> _WHAT THE TASK REQUIRES_: Taking the line that contains "Need: for every" as the first, copy each line exactly up to and including the last line below.

[PROVIDED DATA Boundary: Start]

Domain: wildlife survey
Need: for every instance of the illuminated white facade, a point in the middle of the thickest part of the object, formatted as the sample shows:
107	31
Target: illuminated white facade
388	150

[PROVIDED DATA Boundary: End]

> _SOLUTION TO THIS EXERCISE_:
Need: for every instance of the illuminated white facade, a point in the middle of the thickest part of the object, formatted as the sample shows:
107	31
Target: illuminated white facade
388	150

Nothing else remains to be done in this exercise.